INSTRUCTIONS FOR THE TASK: Can you gather every line of the items below that contains the string "leaf" and list each one in full?

* Start GIVEN INFORMATION *

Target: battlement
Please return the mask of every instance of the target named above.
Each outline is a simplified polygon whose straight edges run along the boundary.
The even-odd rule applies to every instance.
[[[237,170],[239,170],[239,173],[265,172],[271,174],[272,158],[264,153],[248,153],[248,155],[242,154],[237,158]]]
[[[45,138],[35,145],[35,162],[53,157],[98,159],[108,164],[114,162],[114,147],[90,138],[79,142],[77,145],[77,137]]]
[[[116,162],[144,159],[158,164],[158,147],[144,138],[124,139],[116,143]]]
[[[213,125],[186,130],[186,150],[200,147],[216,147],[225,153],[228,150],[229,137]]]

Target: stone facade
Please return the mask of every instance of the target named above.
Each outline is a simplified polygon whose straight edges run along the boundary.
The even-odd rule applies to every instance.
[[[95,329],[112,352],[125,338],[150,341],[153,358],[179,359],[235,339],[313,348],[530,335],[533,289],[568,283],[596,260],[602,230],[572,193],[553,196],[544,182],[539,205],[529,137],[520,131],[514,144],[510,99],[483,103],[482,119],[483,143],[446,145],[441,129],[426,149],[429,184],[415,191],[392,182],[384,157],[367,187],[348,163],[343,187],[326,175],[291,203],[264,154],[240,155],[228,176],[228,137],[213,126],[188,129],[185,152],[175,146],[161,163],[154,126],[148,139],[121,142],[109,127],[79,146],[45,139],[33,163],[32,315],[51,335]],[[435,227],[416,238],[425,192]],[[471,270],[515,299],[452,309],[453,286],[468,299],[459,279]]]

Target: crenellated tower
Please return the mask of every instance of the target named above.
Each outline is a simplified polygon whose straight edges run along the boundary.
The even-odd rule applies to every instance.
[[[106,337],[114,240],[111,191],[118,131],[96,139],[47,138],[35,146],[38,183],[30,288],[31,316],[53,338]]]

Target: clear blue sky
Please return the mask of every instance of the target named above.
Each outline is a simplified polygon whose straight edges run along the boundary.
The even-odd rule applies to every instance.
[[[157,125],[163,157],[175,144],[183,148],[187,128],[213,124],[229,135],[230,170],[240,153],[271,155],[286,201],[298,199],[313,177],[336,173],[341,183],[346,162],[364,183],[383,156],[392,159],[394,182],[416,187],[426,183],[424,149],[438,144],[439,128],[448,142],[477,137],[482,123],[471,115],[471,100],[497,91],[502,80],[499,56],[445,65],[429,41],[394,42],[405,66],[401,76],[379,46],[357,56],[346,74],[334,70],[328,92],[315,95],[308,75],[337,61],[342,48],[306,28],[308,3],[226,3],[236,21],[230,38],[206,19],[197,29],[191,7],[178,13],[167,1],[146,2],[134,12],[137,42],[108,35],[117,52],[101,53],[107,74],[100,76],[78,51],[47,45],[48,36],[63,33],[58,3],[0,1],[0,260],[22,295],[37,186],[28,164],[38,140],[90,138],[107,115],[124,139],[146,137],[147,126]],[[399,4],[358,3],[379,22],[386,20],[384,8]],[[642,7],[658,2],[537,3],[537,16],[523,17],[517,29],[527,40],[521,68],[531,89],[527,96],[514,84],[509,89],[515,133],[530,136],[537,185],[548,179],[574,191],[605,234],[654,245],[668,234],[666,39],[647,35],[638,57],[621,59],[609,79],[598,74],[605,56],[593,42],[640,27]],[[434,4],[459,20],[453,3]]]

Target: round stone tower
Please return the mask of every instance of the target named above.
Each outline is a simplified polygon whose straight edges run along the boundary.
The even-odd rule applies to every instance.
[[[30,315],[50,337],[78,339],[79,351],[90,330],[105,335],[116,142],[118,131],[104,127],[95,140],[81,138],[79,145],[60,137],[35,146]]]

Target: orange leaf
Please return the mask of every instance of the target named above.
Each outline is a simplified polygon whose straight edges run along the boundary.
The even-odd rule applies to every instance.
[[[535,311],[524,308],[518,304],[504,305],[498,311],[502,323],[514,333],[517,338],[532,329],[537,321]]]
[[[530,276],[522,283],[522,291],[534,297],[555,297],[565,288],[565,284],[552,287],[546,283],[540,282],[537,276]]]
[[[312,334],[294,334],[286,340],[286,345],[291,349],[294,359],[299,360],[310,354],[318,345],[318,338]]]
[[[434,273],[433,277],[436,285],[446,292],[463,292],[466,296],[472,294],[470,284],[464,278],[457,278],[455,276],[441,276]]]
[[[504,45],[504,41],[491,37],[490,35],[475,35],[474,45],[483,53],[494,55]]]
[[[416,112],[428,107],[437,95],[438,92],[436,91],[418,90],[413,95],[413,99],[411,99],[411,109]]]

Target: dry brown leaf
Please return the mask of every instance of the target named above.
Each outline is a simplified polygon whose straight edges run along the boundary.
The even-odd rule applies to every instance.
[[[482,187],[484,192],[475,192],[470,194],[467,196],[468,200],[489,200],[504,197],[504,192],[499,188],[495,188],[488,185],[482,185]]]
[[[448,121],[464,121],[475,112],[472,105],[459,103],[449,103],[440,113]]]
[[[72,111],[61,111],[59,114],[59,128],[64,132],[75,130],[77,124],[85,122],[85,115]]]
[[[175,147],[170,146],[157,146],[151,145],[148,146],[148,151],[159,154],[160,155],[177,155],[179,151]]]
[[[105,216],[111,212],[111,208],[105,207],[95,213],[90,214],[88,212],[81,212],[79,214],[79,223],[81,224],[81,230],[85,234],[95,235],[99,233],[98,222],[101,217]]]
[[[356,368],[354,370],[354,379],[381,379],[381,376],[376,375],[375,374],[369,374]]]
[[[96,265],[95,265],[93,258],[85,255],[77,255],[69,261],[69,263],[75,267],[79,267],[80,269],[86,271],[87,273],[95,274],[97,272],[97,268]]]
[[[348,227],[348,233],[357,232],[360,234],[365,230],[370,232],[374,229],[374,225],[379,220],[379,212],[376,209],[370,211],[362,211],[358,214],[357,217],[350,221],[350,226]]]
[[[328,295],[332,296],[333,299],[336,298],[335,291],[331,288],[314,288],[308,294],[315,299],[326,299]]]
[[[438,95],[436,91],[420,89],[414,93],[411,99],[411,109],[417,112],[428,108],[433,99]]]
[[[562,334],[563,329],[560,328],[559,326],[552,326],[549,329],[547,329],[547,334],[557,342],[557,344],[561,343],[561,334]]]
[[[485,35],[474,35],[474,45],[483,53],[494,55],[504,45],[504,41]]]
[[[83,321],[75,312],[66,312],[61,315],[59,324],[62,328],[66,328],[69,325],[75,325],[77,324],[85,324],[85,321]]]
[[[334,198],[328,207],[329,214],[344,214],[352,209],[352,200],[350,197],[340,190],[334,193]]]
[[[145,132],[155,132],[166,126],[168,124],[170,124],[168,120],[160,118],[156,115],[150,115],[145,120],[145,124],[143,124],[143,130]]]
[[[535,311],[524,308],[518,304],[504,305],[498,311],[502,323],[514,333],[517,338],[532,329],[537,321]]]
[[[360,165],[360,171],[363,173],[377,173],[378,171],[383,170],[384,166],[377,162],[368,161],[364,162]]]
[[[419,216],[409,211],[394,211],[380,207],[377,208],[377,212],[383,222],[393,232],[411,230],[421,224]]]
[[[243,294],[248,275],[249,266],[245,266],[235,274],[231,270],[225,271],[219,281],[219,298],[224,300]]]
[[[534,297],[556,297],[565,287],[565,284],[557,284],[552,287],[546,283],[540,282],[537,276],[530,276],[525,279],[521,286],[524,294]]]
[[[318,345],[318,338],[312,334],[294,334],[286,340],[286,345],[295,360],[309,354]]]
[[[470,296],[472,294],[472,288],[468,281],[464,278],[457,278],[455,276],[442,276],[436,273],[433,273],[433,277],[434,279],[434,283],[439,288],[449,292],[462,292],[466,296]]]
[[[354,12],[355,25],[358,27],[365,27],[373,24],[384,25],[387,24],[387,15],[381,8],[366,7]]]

* End GIVEN INFORMATION *

ANSWER:
Target: orange leaf
Target: dry brown leaf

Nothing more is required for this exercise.